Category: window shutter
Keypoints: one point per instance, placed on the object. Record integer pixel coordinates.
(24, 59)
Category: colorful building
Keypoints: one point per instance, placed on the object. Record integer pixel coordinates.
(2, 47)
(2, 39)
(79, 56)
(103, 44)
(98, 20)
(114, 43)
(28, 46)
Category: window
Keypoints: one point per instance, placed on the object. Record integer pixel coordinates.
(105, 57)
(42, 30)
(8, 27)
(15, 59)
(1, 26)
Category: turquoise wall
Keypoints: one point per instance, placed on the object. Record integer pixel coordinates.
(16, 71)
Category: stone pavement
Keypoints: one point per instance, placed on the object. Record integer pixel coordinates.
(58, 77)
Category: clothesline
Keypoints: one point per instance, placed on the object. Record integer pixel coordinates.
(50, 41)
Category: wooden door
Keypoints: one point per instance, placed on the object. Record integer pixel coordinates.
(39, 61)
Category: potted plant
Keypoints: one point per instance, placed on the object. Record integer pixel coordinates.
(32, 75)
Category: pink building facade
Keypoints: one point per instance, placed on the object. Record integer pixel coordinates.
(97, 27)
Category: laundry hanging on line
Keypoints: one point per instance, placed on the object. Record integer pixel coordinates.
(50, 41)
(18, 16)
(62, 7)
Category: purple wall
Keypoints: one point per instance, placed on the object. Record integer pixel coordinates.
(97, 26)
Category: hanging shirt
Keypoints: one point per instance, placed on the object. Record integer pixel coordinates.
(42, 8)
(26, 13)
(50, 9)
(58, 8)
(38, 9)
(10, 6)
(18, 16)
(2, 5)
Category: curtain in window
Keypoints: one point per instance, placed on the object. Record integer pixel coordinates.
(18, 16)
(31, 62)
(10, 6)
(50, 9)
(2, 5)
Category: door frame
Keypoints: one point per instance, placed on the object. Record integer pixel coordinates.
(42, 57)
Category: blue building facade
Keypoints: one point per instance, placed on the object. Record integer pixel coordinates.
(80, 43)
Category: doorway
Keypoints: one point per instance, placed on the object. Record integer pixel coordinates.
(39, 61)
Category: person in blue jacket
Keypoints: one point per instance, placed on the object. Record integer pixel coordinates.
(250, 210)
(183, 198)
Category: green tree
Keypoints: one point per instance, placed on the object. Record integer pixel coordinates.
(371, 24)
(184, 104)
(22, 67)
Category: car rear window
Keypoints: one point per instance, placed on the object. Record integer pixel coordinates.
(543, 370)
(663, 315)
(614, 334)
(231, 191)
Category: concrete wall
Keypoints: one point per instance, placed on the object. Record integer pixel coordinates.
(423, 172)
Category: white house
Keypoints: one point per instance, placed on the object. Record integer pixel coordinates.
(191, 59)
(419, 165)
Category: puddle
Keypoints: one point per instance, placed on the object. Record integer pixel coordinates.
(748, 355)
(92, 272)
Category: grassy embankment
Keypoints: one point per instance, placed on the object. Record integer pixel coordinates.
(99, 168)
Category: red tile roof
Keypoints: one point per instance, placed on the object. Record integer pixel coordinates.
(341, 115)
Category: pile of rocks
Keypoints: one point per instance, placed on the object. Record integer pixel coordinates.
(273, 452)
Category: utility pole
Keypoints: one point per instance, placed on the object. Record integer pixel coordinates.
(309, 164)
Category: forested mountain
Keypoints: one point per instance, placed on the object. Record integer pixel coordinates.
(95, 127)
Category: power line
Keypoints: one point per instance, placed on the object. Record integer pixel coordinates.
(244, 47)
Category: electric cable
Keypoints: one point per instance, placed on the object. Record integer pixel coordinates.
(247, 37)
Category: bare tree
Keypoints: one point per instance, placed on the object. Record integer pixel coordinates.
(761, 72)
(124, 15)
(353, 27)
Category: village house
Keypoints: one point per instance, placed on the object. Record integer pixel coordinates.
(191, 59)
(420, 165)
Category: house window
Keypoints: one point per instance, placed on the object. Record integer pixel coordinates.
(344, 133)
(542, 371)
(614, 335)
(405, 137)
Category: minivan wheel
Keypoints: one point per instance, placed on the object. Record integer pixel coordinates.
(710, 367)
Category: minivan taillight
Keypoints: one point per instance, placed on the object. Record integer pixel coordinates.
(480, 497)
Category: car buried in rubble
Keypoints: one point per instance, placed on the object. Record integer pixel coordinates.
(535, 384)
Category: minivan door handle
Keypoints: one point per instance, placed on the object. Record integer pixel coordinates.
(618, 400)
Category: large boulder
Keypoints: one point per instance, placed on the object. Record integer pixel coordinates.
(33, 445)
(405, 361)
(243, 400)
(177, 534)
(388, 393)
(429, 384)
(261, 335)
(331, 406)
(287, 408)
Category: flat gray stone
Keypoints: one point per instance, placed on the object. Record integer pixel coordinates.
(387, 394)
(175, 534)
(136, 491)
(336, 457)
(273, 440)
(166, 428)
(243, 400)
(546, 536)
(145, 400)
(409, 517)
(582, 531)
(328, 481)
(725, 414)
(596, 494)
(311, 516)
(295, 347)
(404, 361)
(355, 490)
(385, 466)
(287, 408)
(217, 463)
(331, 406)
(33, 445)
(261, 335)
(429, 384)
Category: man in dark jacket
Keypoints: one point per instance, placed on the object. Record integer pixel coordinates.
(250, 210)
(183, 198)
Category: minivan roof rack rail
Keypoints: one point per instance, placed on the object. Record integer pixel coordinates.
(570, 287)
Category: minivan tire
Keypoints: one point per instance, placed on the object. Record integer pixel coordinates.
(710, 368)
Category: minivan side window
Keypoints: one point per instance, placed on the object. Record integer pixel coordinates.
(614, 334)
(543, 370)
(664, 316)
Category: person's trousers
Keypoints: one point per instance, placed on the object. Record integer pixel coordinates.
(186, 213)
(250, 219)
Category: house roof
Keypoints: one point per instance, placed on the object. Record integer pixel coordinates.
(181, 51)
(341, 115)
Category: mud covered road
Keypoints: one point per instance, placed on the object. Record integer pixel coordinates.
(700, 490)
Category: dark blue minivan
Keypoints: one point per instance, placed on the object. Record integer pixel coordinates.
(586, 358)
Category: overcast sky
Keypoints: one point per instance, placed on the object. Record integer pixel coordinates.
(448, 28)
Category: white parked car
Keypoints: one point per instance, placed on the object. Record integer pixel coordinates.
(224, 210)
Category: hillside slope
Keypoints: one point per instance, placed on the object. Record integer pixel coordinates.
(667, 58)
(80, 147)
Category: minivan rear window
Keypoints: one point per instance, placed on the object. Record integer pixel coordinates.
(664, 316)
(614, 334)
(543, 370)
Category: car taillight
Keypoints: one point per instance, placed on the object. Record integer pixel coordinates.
-------------------------
PROBLEM DESCRIPTION —
Update the lines from the line with "Category: dark blue minivan" through the end of the records, changing "minivan" to "van" and leaving everything else as it stands. Give only those lines.

OUTPUT FOR THIS EXERCISE —
Category: dark blue van
Keypoints: one point per instance, placed on the object. Record integer pixel coordinates.
(586, 358)
Category: overcast sky
Keypoints: one point per instance, placed on the object. Record integer pixel coordinates.
(448, 28)
Category: white parked car
Keypoints: one point per instance, placed on the object. Record integer pixel coordinates.
(224, 210)
Category: hillside slope
Keypoints: one point per instance, placed on the object. Record integer pixel coordinates.
(667, 58)
(80, 147)
Category: van rear window
Keypoints: one point per instance, placed on the object. Record integer pixel coordinates.
(664, 316)
(614, 334)
(543, 370)
Category: car taillight
Keypoints: one point per instance, placed on the object. Record integer pixel coordinates.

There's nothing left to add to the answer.